### EXERCISE
Spot each line in the data below containing "target" and copy it.

### RECORDS SHOWN

---

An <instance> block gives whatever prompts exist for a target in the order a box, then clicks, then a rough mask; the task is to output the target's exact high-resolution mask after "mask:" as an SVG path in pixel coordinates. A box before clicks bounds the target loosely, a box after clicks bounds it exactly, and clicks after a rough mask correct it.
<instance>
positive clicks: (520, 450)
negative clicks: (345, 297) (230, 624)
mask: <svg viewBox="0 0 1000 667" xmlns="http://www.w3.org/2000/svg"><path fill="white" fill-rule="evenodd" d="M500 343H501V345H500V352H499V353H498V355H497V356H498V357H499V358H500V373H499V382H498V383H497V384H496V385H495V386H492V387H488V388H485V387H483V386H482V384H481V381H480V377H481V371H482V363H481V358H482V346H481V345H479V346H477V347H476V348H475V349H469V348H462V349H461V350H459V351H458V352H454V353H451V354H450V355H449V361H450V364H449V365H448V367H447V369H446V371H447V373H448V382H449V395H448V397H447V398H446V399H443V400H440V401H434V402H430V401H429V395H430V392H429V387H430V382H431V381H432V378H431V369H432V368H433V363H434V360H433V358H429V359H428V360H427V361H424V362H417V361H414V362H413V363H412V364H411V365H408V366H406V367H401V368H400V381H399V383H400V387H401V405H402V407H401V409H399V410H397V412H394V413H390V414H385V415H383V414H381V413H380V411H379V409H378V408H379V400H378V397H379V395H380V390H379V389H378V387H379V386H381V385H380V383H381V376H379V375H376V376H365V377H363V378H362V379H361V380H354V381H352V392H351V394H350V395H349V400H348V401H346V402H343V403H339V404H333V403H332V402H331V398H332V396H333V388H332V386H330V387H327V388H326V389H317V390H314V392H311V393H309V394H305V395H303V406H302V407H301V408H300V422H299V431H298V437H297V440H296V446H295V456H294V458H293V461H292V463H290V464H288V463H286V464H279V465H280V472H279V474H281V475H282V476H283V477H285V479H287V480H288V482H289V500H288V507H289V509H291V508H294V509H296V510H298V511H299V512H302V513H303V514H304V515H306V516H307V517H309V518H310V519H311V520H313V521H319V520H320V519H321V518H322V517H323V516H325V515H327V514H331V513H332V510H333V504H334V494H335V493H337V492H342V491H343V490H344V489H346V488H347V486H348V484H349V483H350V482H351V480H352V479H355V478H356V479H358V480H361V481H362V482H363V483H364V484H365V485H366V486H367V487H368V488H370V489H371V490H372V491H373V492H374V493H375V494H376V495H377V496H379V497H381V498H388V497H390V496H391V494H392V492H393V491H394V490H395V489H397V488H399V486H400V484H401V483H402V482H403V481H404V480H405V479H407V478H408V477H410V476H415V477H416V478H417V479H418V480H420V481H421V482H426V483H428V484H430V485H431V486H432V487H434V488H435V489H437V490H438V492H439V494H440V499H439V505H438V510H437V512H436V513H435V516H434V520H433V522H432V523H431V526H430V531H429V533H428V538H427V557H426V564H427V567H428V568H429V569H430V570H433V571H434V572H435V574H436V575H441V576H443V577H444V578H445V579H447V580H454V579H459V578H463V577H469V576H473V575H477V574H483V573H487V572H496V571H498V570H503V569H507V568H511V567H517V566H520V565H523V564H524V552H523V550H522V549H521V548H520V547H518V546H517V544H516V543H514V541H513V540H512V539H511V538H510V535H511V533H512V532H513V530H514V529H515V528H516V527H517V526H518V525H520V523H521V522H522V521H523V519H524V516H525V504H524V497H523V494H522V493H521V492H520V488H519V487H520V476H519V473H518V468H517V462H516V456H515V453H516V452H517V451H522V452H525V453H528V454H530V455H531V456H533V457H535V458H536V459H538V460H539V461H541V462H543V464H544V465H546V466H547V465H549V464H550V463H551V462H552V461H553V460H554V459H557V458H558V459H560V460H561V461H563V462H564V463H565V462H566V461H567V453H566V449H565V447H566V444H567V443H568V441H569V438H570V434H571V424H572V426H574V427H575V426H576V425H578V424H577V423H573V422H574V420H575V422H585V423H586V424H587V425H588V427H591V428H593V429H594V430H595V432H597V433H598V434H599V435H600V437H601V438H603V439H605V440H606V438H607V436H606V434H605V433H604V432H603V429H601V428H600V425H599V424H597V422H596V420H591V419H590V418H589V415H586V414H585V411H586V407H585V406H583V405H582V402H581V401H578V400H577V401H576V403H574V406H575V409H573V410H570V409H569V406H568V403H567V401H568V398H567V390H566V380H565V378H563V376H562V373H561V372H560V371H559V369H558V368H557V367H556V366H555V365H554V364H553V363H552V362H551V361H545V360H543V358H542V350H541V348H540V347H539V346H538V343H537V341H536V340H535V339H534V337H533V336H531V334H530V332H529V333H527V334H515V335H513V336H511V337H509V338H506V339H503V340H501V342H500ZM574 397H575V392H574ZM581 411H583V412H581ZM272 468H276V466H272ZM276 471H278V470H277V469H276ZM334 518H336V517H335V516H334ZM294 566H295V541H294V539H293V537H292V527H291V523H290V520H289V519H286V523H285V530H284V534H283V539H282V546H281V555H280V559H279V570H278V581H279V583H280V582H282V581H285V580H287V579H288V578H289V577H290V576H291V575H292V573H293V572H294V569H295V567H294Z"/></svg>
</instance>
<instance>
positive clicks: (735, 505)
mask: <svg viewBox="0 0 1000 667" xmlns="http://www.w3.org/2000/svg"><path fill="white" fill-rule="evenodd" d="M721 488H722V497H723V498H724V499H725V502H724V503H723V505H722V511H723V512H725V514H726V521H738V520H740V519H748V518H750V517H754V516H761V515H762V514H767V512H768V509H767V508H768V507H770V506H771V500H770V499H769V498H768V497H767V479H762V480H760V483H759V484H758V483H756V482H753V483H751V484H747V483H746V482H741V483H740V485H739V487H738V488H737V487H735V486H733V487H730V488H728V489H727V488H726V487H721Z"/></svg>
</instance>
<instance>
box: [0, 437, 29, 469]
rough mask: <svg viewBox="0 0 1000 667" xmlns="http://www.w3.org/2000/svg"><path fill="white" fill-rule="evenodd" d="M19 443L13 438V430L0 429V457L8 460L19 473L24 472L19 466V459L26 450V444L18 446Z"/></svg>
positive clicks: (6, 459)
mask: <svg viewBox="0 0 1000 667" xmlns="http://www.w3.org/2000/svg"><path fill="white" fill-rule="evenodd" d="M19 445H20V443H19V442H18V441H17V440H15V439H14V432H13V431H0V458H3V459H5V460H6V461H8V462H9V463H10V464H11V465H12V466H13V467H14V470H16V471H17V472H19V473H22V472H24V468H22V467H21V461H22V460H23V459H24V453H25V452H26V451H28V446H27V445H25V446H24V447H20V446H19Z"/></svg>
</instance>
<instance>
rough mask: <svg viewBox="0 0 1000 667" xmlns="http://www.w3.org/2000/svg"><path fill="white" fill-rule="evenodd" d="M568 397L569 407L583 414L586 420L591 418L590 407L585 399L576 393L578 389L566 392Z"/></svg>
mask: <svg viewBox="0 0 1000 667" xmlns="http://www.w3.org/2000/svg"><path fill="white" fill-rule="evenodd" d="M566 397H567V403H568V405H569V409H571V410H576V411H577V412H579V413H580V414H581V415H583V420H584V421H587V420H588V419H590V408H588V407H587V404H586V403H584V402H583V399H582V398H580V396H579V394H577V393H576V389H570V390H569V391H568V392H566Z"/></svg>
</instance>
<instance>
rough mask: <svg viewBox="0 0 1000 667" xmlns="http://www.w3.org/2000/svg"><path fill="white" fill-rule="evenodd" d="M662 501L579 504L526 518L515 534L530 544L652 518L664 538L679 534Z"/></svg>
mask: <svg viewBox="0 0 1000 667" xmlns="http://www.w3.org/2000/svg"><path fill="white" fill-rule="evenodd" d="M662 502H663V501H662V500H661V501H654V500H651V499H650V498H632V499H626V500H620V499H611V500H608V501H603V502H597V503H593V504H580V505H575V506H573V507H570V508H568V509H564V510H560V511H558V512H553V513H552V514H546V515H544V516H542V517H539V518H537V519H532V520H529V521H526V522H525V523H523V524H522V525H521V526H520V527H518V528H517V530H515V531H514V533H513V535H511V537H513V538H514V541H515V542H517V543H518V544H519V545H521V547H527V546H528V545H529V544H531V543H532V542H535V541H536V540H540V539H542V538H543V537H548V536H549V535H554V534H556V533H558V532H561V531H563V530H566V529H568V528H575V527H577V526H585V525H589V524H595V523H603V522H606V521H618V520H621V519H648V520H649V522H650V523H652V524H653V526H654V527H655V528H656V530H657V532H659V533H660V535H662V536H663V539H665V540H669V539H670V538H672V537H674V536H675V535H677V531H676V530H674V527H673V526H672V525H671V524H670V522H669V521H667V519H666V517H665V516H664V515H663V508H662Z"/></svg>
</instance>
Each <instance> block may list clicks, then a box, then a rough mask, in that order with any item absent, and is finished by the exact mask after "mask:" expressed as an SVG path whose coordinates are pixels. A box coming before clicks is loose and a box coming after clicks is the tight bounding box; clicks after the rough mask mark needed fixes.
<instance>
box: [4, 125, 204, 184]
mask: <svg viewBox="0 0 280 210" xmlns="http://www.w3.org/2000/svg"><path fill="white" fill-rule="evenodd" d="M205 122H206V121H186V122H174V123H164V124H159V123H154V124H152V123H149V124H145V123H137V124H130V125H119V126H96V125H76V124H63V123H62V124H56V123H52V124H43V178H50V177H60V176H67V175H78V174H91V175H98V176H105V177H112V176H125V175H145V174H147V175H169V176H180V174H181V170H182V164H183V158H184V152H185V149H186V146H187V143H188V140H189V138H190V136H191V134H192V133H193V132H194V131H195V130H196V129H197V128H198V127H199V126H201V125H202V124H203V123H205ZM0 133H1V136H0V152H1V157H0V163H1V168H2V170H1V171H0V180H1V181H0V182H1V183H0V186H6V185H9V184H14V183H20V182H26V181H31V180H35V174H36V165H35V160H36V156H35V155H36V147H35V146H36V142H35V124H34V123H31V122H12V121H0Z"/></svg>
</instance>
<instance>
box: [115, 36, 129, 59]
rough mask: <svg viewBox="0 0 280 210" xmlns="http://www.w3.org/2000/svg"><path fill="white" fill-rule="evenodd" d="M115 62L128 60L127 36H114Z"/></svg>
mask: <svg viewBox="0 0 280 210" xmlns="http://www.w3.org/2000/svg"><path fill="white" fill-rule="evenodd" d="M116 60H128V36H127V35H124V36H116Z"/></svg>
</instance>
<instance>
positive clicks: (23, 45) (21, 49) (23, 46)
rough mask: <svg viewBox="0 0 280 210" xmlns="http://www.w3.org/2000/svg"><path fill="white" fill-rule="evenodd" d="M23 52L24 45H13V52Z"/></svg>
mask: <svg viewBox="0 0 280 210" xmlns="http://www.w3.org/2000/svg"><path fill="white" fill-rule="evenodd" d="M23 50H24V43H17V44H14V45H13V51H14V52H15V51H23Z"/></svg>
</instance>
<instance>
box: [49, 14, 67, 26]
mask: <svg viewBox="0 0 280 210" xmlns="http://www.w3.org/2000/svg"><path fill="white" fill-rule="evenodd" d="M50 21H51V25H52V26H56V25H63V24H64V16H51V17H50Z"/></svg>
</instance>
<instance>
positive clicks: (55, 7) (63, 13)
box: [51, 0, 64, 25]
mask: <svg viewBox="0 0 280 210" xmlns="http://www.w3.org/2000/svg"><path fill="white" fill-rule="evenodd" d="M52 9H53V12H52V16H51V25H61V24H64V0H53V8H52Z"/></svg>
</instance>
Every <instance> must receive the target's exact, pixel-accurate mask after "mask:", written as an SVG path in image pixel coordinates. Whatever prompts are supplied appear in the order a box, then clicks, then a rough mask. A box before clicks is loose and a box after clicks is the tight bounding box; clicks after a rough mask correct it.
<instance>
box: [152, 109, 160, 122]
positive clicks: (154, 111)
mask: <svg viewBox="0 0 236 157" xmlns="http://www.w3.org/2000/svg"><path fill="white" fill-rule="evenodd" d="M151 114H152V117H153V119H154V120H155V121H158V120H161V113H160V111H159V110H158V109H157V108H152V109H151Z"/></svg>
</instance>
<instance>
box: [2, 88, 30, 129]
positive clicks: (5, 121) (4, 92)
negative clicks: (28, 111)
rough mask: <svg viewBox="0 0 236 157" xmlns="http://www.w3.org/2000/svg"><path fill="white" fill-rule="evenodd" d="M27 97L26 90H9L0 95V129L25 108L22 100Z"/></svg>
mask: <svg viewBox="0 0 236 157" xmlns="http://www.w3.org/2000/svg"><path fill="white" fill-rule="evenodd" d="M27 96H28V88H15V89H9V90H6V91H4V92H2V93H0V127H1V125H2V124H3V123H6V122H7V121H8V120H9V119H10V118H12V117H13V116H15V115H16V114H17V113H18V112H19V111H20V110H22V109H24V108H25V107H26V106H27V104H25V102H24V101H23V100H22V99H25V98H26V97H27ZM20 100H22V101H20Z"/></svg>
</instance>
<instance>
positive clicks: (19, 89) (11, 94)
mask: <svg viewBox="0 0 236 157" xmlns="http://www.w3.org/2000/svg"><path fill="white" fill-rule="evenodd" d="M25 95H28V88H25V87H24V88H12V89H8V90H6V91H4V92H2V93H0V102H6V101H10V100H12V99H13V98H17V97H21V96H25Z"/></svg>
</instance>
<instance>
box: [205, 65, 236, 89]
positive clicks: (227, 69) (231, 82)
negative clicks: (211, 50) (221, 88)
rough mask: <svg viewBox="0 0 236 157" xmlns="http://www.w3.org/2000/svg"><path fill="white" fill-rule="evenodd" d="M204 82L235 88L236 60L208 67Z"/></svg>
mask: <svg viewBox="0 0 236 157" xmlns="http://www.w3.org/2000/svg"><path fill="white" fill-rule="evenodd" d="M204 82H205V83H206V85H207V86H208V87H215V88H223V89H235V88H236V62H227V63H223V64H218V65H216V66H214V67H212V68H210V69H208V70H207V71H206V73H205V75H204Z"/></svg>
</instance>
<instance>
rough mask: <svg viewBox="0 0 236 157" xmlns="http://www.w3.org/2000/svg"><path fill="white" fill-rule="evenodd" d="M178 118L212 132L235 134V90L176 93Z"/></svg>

---

### WRITTEN ANSWER
An <instance> block gives whatever prompts exist for a target in the order a box, then clicks, then a rough mask; the task is to output the target's exact high-resolution mask after "mask:" as an SVG path in pixel coordinates. A box before clicks bounds the target loosely, a box after clicks bounds it exactly, and clicks after a rough mask correct it.
Every <instance> must receive the target's exact, pixel-accurate mask after "mask:", written as an SVG path in image pixel coordinates. Whatever prompts are supplied appear in the order a box, then clicks, then a rough mask. A box before clicks is loose and a box after clicks is the tight bounding box; clicks after a rough mask correct it.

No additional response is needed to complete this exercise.